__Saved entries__
++++++++++++++++++++

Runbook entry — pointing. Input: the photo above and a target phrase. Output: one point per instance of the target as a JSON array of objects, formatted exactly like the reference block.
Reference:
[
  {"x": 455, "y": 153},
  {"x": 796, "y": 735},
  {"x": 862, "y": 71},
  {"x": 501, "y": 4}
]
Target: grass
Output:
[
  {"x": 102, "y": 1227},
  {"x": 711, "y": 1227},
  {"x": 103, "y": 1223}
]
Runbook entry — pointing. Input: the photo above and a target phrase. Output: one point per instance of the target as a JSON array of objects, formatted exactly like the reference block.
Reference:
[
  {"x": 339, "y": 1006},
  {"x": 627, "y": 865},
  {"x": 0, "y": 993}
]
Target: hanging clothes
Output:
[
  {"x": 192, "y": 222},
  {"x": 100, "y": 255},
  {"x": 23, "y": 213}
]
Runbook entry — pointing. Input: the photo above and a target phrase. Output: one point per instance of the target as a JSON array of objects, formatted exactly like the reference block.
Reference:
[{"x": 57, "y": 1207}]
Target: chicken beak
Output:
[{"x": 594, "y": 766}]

++++++++++++++++++++

Transcribe each entry exactly as it appears.

__RESULT__
Runbook entry — pointing. Input: the photo above and a target phrase. Output: one point per instance of the target as a JSON array of objects, formatted exactly like the reference block.
Reference:
[
  {"x": 455, "y": 153},
  {"x": 796, "y": 735},
  {"x": 862, "y": 71},
  {"x": 501, "y": 4}
]
Target: grass
Output:
[
  {"x": 102, "y": 1227},
  {"x": 711, "y": 1227},
  {"x": 103, "y": 1223}
]
Runbook entry — pointing. Input: the photo above and a target phrase. Output: one point per instance of the target as a JSON array of objects, formatted exactly like the reference block.
Reference:
[
  {"x": 339, "y": 1006},
  {"x": 627, "y": 865},
  {"x": 0, "y": 993}
]
Target: hanging clothes
Output:
[
  {"x": 192, "y": 222},
  {"x": 100, "y": 255},
  {"x": 23, "y": 213}
]
Runbook entry — pointing. Input: the photo above and a target phrase. Output: one point per instance of the target as a JSON array of objects, formatted exactly like the reference block.
Reference:
[{"x": 57, "y": 1207}]
Target: chicken beak
Output:
[{"x": 594, "y": 766}]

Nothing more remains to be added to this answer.